*WHAT TO PRODUCE*.
Rewrite the stretch of the listing from the line containing "Target: blue sky" through the end of the listing, both ends included, keeping every request line unchanged. Scale each point coordinate by 0.45 and round it to a whole number, with halves rounding up.

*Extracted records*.
▬▬▬

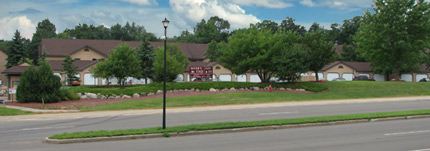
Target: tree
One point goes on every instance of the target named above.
(146, 56)
(49, 84)
(213, 52)
(394, 37)
(320, 51)
(44, 29)
(268, 25)
(123, 62)
(291, 62)
(16, 50)
(70, 70)
(28, 90)
(289, 25)
(176, 63)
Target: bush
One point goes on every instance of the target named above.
(67, 94)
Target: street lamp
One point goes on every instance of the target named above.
(165, 24)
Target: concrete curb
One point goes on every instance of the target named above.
(146, 136)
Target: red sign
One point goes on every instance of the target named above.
(200, 72)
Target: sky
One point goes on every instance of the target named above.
(23, 15)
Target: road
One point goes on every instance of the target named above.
(28, 134)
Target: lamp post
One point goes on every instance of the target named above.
(165, 24)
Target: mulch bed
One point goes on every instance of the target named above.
(77, 104)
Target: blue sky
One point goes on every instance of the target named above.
(23, 15)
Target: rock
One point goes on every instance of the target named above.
(91, 96)
(159, 92)
(126, 97)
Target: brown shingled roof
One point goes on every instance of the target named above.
(63, 47)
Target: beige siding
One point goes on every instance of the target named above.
(87, 55)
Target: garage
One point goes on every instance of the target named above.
(241, 78)
(348, 76)
(331, 76)
(420, 76)
(379, 77)
(254, 78)
(89, 79)
(406, 77)
(225, 77)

▬▬▬

*FULL SOLUTION*.
Target: blue sky
One point goes on every instance of the target named above.
(10, 7)
Target: rock
One point goes on every instance of the target named above.
(41, 43)
(72, 41)
(57, 44)
Target: brown shingled roof
One point goes on every instance of the target named above.
(28, 21)
Target: beige siding
One point goes on every instance of the target named above.
(39, 25)
Target: garage
One point goes on every instance of the target named above.
(108, 35)
(157, 34)
(149, 34)
(189, 34)
(171, 35)
(114, 35)
(40, 36)
(183, 35)
(101, 35)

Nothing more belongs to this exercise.